Distributed Change Detection via Average Consensus over Networks

Abstract

Distributed change-point detection has been a fundamental problem when performing real-time monitoring using sensor networks.   We propose a distributed detection algorithm, where each sensor only exchanges CUSUM statistic with their neighbors based on the average consensus scheme, and an alarm is raised when local consensus statistic exceeds a prespecified global threshold. We provide theoretical performance bounds showing that the performance of the fully distributed scheme can match the centralized algorithms under some mild conditions. Numerical experiments demonstrate the good performance of the algorithm, especially, in detecting asynchronous changes.

# EXERCISE TASKS:
1. In the change detection abstract, what condition triggers an alarm?
2. Write the next part of the change detection abstract, picking up after its last sentence.

[Point labeling data from photos]
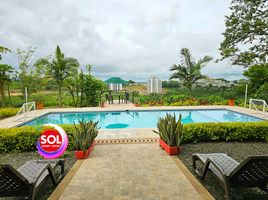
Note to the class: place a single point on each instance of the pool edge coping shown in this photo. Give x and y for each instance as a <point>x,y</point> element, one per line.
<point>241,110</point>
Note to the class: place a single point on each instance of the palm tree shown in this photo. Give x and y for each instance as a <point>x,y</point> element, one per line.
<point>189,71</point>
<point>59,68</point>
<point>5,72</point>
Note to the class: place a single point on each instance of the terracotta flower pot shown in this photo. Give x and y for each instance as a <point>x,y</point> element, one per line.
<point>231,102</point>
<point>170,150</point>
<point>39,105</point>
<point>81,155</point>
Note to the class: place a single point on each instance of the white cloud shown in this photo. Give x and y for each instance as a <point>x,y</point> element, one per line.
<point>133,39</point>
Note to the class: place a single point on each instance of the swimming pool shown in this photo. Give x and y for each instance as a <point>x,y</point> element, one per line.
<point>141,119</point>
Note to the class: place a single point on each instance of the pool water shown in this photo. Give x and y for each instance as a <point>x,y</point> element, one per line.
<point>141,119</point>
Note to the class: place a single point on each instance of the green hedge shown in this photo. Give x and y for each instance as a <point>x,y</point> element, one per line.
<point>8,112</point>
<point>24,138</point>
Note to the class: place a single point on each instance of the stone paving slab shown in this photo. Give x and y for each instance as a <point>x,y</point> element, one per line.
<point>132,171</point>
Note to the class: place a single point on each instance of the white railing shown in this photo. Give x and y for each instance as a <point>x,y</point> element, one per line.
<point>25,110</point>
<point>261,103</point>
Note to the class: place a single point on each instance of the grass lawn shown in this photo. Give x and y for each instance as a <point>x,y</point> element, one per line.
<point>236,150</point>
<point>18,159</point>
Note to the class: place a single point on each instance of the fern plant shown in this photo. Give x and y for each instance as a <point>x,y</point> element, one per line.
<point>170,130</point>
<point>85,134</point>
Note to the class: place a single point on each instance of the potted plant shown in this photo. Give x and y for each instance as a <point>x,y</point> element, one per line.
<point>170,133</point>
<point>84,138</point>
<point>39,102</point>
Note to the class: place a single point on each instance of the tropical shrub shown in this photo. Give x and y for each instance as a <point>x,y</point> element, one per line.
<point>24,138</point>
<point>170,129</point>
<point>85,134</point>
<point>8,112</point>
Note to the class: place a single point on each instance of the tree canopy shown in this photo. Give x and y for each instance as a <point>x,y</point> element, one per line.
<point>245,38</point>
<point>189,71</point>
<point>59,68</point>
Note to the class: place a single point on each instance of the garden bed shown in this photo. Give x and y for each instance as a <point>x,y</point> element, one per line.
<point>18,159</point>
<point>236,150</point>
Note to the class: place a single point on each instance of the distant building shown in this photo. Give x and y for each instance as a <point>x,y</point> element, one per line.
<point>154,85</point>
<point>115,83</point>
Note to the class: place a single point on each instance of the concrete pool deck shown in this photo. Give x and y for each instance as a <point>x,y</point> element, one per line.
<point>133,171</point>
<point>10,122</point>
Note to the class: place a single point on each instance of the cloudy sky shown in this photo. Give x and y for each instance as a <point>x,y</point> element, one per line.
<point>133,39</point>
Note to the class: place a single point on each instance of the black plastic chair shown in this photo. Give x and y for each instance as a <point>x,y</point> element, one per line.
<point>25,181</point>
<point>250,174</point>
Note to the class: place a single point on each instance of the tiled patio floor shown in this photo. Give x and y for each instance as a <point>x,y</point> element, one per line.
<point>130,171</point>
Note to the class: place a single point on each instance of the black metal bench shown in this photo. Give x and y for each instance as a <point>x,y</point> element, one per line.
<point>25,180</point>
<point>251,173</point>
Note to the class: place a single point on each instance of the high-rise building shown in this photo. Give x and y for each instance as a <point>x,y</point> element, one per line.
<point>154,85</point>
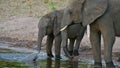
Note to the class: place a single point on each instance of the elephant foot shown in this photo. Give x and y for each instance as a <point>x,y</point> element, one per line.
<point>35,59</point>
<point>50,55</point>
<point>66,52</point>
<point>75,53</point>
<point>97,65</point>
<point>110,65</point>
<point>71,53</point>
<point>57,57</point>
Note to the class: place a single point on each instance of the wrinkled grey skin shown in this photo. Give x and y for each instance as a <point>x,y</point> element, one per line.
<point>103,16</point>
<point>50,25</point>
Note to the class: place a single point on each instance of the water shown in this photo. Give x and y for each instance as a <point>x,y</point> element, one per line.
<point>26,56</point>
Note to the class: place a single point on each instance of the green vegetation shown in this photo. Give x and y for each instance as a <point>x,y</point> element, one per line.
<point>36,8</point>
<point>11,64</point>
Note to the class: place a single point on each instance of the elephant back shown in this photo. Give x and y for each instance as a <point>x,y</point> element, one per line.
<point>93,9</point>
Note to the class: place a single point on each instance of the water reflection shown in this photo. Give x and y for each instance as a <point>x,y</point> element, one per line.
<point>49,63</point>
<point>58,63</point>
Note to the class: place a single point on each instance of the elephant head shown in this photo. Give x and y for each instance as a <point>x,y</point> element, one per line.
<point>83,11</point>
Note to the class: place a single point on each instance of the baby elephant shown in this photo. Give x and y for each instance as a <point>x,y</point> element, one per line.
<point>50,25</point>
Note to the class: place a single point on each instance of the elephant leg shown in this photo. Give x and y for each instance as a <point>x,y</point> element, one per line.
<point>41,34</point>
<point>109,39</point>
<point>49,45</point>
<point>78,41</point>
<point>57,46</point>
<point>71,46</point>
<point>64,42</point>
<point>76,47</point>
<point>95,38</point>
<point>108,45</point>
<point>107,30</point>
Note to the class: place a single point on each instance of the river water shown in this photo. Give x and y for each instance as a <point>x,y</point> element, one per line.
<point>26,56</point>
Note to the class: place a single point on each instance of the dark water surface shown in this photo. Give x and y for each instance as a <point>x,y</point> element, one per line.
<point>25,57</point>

# RESPONSE LIST:
1. An alarm is raised when the local consensus statistic exceeds a prespecified global threshold.

2.
Appendix

For simplicity, we first indeed the sensors from 1 to N. Use vector \(\mathbf{L}^t\) to represent \(\left( L(\mathbf{x}_1^{t}),\ldots ,L(\mathbf{x}_N^{t})\right) ^\mathrm{T}\), vector \(\mathbf{y}^t\) to represent \(\left( y_1^t,\ldots ,y_N^t\right) ^\mathrm{T}\) and vector \(\mathbf{z}^t\) to represent \(\left( z_1^t,\ldots ,z_N^t\right) ^\mathrm{T}\). Now, our algorithm can be rewritten as

$$\begin{aligned}&\mathbf{y}^{t+1} = ( \mathbf{y}^t + \mathbf{L}^{t+1})^+, \mathbf{z}^{t+1} = \mathbf{W}(\mathbf{z}^t + \mathbf{y}^{t+1}-\mathbf{y}^t),&T_s = \inf \big \{t>0: \Vert \mathbf{z}^t \Vert _{\infty } \ge b\big \}. \end{aligned}$$

(3)

First, we prove some useful lemmas before reaching the main results.

Remark 1

Since \(\mathbf{W}{} \mathbf{1} = \mathbf{1}\), \(\mathbf{W}^\mathrm{T}=\mathbf{W}\) and \(z^0_v = y^0_v=0\), simple proof by m.i. can verify

$$\begin{aligned} \sum _{v\in \mathcal {V}} z_v^t = \sum _{v\in \mathcal {V}} y_v^t \text{ holds } \text{ for } \text{ all } t, \end{aligned}$$

(4)

Lemma 1

(Hoeffding Inequality) Let \(X_i\) be independent, mean zero, \(\sigma _i^2\)-sub-Gaussian random variables. Then for \(K>0\), \( \mathbb {P}(\sum _{i=1}^{n} X_{n}\ge K)\le \exp \left( -\frac{K^2}{2\sum _{i=1}^{n}\sigma _i^2}\right) . \)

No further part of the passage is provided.